If you upgrade the zoom lens, and go the 70-200 + extender, take it out in the field if you can first (or rent one?), see how many shots you miss because you were too busy putting the extender on to get that extra reach. if it's the non-IS, see how much that affects your shooting style. see how much better the photos are wide-open at f/2.8. Also consider the 100-400 as AJ said, or a bit cheaper now is the 70-300L, better IQ than a 70-200+tc (how much better depends which flavour 70-200), no changing TCs, if you can put up with the f/5.6 for extra reach or convenience.

if you go the body option, one thing to think about:
the xxxD models are upgraded every year on the dot. they'll take the latest sensor whatever it is. if the 7D2 comes out soon, and at least 6 months before the 650D, then the 650D will get that sensor.
(it might not, but it has happened every time until now. even the 400d got the sensor *before* the 40d, the 50d sensor went to the 500d 6 months later, and the 7d sensor went to 550d 6 months later).
you can wait on a body, but every time there'll be something new or cheaper just around the corner to wait for. bodies degrade in price a bit more than good glass does too. if you're buying a used 70-200 2.8 nonIS, then factor in that if you ever need to sell it, and treat it well, you can probably get back almost what you paid for it. not so with a body.


hmmm, i came here thinking that the obvious answer was to go the 24-70, but i'm not so sure now.
i think the biggest question you need to answer first, is are you going to be definitely going FF at some point. the 5D2 will always be a good camera, regardless of if/when the 5D3 comes out. my bet is the 5D3 will be 50% more than 5D2's price now on release, a used 5D2 will hold its value for a while until 5D3 stocks are ubiquitous, i might even consider one at that point. upgrading the wide makes no sense if you're staying with APS-C, or get an APS-C wide (17-55, 15-85). So my money's actually on going the long-upgrade (also consider the 100-400 or the 70-300L), then if you ever go FF you'll have to get a wide-angle FF lens at that point too...

and i didn't give any good arguement as to why not to upgrade the body. my feeling is that the new models are coming out *soon*. but 12 MP is more than enough unless you're doing enlargements, or plan to crop out smaller bits when your lens can't reach far enough (i do sometimes). I'd stick with 450 until 7d2 or 5d3 some out, then maybe even a 2nd-hand 7d or 5d2 will be very attractive once the price has settled, a newer model doesn't make the old model any worse than it is now...


----------



## Jamesy (Jul 7, 2011)

━━━━━━━━

- _WRITTEN EXERCISE 1_
Copy the forum post from "If you upgrade" to "reach or convenience.".
- _WRITTEN EXERCISE 2_
According to the forum post, how often are the xxxD models upgraded?
The lines after this point come from a different source than the forum post.

━━━━━━━━

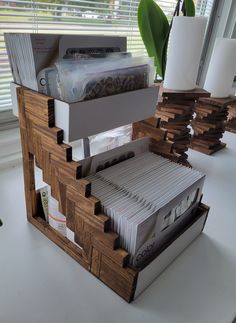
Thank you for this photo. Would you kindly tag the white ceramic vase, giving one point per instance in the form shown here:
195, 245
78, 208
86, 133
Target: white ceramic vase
222, 68
184, 52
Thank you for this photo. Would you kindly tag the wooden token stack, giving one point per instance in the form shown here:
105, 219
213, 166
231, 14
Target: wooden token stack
175, 112
209, 124
231, 120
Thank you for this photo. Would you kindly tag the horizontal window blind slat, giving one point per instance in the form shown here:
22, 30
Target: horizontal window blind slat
78, 10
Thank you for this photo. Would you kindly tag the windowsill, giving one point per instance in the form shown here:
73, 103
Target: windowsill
10, 148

━━━━━━━━

- _FULL SOLUTION 1_
If you upgrade the zoom lens, and go the 70-200 + extender, take it out in the field if you can first (or rent one?), see how many shots you miss because you were too busy putting the extender on to get that extra reach. if it's the non-IS, see how much that affects your shooting style. see how much better the photos are wide-open at f/2.8. Also consider the 100-400 as AJ said, or a bit cheaper now is the 70-300L, better IQ than a 70-200+tc (how much better depends which flavour 70-200), no changing TCs, if you can put up with the f/5.6 for extra reach or convenience.

- _FULL SOLUTION 2_
Every year on the dot.